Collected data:
···

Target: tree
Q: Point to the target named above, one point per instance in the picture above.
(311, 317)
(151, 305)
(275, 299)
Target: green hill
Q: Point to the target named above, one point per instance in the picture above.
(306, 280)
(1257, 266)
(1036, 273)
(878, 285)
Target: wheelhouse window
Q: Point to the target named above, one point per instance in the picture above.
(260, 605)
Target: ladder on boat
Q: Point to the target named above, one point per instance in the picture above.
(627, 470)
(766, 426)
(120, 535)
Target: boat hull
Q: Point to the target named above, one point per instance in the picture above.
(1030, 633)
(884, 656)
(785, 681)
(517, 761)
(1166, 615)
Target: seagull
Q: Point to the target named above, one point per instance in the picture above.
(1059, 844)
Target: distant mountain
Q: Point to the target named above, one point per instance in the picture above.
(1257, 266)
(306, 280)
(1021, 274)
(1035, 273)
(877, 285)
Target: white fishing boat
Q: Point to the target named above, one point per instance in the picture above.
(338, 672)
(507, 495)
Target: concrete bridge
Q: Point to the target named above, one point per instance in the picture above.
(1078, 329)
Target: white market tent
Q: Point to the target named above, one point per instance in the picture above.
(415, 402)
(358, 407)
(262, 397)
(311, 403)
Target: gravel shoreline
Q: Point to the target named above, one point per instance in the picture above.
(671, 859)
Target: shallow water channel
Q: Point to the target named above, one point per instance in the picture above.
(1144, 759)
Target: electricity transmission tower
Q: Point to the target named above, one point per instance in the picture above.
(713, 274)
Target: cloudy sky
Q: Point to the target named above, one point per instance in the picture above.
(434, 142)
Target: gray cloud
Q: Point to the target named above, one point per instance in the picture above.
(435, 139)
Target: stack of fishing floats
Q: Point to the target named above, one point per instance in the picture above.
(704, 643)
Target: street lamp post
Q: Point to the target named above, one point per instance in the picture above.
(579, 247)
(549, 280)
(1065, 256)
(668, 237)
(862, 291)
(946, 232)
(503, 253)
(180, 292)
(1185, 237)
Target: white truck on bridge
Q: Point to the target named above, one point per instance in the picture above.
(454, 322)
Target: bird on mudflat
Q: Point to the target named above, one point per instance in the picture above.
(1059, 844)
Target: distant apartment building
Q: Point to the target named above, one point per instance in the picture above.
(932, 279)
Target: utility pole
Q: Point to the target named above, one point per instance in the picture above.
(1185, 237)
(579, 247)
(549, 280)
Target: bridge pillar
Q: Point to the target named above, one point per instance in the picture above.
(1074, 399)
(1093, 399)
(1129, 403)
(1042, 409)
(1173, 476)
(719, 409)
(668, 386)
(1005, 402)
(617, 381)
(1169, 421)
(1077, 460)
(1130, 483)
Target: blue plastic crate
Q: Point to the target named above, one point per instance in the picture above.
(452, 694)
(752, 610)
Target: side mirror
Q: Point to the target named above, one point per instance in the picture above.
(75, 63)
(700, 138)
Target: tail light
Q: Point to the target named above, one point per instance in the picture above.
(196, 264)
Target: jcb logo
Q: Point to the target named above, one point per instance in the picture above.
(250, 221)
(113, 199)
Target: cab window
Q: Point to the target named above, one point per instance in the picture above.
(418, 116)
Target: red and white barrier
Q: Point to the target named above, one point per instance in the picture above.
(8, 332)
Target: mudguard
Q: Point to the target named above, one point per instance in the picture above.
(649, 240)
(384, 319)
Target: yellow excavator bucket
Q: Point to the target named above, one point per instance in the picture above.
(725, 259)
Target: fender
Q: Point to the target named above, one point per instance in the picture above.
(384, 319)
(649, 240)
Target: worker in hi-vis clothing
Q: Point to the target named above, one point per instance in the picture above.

···

● **YOUR GOAL**:
Convert all the collected data lines above into a Markdown table with the columns "Row" and "Line," numbering each row and leaving out blank lines.

● **FINISHED TASK**:
| Row | Line |
|---|---|
| 1 | Target: tree |
| 2 | Q: Point to the target named above, one point per instance in the picture above. |
| 3 | (311, 317) |
| 4 | (151, 305) |
| 5 | (275, 299) |
| 6 | Target: green hill |
| 7 | Q: Point to the target named above, one point per instance in the picture above. |
| 8 | (306, 280) |
| 9 | (1257, 266) |
| 10 | (1036, 273) |
| 11 | (878, 285) |
| 12 | Target: wheelhouse window |
| 13 | Q: Point to the target named above, one point per instance in the picture above. |
| 14 | (260, 605) |
| 15 | Target: ladder on boat |
| 16 | Q: Point to the target named above, one point per instance in the picture above. |
| 17 | (627, 470) |
| 18 | (766, 426) |
| 19 | (120, 535) |
| 20 | Target: boat hull |
| 21 | Q: Point to the target named above, one point per instance in the picture above. |
| 22 | (1030, 633) |
| 23 | (884, 656) |
| 24 | (785, 681) |
| 25 | (517, 761) |
| 26 | (1166, 615) |
| 27 | Target: seagull |
| 28 | Q: Point to the target named above, one point per instance in the picture above. |
| 29 | (1059, 844) |
| 30 | Target: distant mountain |
| 31 | Q: Point to the target named above, one point per instance in the picture above. |
| 32 | (1257, 266) |
| 33 | (306, 280) |
| 34 | (1021, 274) |
| 35 | (1035, 273) |
| 36 | (877, 285) |
| 37 | Target: white fishing boat |
| 38 | Q: Point to the target named above, one point per instance in the picture above. |
| 39 | (338, 672) |
| 40 | (507, 495) |
| 41 | Target: concrete bridge |
| 42 | Q: Point to the target named above, one point per instance in the picture above. |
| 43 | (1078, 329) |
| 44 | Target: white market tent |
| 45 | Q: Point to the target named above, one point per instance in the picture above. |
| 46 | (415, 402) |
| 47 | (358, 407) |
| 48 | (262, 397) |
| 49 | (311, 403) |
| 50 | Target: gravel shoreline |
| 51 | Q: Point to the target named above, one point per instance in the picture above. |
| 52 | (671, 859) |
| 53 | Target: shallow water channel |
| 54 | Q: Point to the target named above, one point per instance in the picture above. |
| 55 | (1144, 759) |
| 56 | Target: electricity transmission tower |
| 57 | Q: Point to the target named above, one point per instance in the picture above. |
| 58 | (713, 274) |
| 59 | Target: cloudy sky |
| 60 | Q: Point to the target named above, one point per instance in the picture above. |
| 61 | (434, 142) |
| 62 | Target: gray cloud |
| 63 | Q: Point to the target named above, one point per instance in the picture above. |
| 64 | (435, 139) |
| 65 | Target: stack of fishing floats |
| 66 | Q: Point to the target named above, one point per instance in the picture above. |
| 67 | (704, 643) |
| 68 | Target: street lamp post |
| 69 | Q: Point to the target named above, one point per instance in the picture above. |
| 70 | (579, 247) |
| 71 | (549, 280) |
| 72 | (1065, 256) |
| 73 | (668, 237) |
| 74 | (862, 291) |
| 75 | (946, 232) |
| 76 | (503, 253) |
| 77 | (180, 292) |
| 78 | (1185, 237) |
| 79 | Target: white truck on bridge |
| 80 | Q: Point to the target named above, one point per instance in the picture above. |
| 81 | (454, 322) |
| 82 | Target: bird on mudflat |
| 83 | Q: Point to the target named above, one point per instance in the picture above. |
| 84 | (1059, 844) |
| 85 | Target: distant apartment building |
| 86 | Q: Point to the target named above, one point per instance in the picture above. |
| 87 | (932, 279) |
| 88 | Target: utility pole |
| 89 | Q: Point to the target named above, one point per instance in the picture above. |
| 90 | (1185, 237) |
| 91 | (579, 247) |
| 92 | (549, 280) |
| 93 | Target: bridge pillar |
| 94 | Q: Point to the target named above, one point per instance in the picture above. |
| 95 | (1074, 399) |
| 96 | (1093, 399) |
| 97 | (1129, 403) |
| 98 | (1042, 409) |
| 99 | (1173, 476) |
| 100 | (719, 409) |
| 101 | (668, 386) |
| 102 | (1005, 402) |
| 103 | (617, 381) |
| 104 | (1169, 421) |
| 105 | (1077, 460) |
| 106 | (1130, 483) |
| 107 | Target: blue plastic crate |
| 108 | Q: Point to the target named above, one point per instance in the picture above. |
| 109 | (452, 694) |
| 110 | (752, 610) |
| 111 | Target: side mirror |
| 112 | Q: Point to the target named above, one point per instance in the picture above. |
| 113 | (75, 63) |
| 114 | (700, 138) |
| 115 | Target: tail light |
| 116 | Q: Point to the target named above, one point per instance in the picture above. |
| 117 | (196, 264) |
| 118 | Target: jcb logo |
| 119 | Q: Point to the target named above, one point per instance in the picture above. |
| 120 | (250, 221) |
| 121 | (113, 199) |
| 122 | Target: cab window |
| 123 | Q: Point to the target named above, one point per instance in the picture above. |
| 124 | (418, 116) |
| 125 | Target: red and white barrier |
| 126 | Q: Point to the target named above, one point per instance in the picture above. |
| 127 | (8, 332) |
| 128 | Target: mudguard |
| 129 | Q: Point to the target named above, one point per instance in the picture above. |
| 130 | (649, 240) |
| 131 | (384, 319) |
| 132 | Target: yellow excavator bucket |
| 133 | Q: Point to the target named above, one point per instance in the picture above. |
| 134 | (725, 259) |
| 135 | Target: fender |
| 136 | Q: Point to the target named above, one point per instance in the picture above. |
| 137 | (384, 319) |
| 138 | (649, 240) |
| 139 | Target: worker in hi-vis clothing |
| 140 | Q: Point to the target named above, one point per instance in the picture above. |